● WHAT TO DO
Your response should be the complete data, transcribed exactly.

● RECORD SET

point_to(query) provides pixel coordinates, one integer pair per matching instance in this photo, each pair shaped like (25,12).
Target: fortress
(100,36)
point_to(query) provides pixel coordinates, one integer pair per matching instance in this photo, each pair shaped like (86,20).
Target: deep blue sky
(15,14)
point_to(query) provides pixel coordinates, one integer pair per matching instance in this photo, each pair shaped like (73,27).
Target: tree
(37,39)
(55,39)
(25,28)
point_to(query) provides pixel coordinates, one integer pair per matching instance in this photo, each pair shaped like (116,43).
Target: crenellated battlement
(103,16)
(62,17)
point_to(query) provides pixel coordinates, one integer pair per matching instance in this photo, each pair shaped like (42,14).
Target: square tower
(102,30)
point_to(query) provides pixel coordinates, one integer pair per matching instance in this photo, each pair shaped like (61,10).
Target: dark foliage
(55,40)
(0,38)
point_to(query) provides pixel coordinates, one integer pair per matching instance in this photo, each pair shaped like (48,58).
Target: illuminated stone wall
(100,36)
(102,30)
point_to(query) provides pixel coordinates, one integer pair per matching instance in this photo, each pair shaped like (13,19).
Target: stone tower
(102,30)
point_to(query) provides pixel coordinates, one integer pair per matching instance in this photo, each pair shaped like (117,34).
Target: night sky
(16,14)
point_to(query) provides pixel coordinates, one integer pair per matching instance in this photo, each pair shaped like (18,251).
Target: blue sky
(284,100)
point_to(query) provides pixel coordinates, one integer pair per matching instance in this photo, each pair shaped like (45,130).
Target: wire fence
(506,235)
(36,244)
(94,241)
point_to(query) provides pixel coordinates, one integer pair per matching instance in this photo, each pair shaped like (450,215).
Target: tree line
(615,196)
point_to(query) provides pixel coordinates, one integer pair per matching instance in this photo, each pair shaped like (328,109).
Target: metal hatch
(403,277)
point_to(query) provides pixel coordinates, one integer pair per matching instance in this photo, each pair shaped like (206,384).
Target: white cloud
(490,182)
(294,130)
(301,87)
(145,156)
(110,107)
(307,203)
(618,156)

● FINISHED EXERCISE
point_to(query) provides pixel coordinates, one integer pair per matching instance in this photo, each pair shaped like (25,12).
Target: fortress
(100,36)
point_to(query) provides pixel coordinates, one integer pair per matching instance in this photo, each pair shaped like (86,20).
Target: deep blue sky
(15,14)
point_to(query) provides pixel coordinates, one integer pair per matching instance in this photo, each pair shaped like (73,27).
Target: tree
(37,39)
(55,39)
(25,28)
point_to(query) provides pixel coordinates, one integer pair per matching instance in this photo, each pair shaped like (116,43).
Target: crenellated battlement
(103,16)
(62,17)
point_to(query) provides pixel coordinates, one integer pair per matching instance in this photo, each pair shaped like (42,14).
Target: square tower
(102,30)
point_to(query) provides pixel coordinates, one integer pair per matching instance in this photo, each pair shaped like (61,10).
Target: dark foliage
(55,40)
(0,38)
point_to(query) provides pixel coordinates, one integer pair per matching instance in this photo, each pair shaped like (48,58).
Target: illuminated stone wall
(100,36)
(102,30)
point_to(query) provides pixel coordinates, one integer pair per matching instance in this photo, each pair shaped like (13,19).
Target: stone tower
(102,30)
point_to(query) provides pixel coordinates, one integer pair per matching instance in this photo, each pair shaped like (117,34).
Target: night sky
(16,14)
point_to(query) provides pixel coordinates, one integer pair per matching instance in this photo, each pair shaped like (18,251).
Target: blue sky
(284,100)
point_to(query) provides pixel coordinates, one integer pair per matching instance in this photo, each pair shaped like (45,130).
Target: wire fence
(506,235)
(36,244)
(94,241)
point_to(query) provides pixel coordinates, one integer pair per matching instance in this photo, each pair shaped like (450,215).
Target: tree line
(615,196)
point_to(query) provides pixel coordinates, one integer pair per matching instance in this photo, each pair shaped like (328,109).
Target: metal hatch
(403,277)
point_to(query) provides pixel coordinates, one integer pair per matching instance in this photo, each pair shaped like (206,384).
Target: white cloud
(490,182)
(294,130)
(301,87)
(145,156)
(110,107)
(307,203)
(618,156)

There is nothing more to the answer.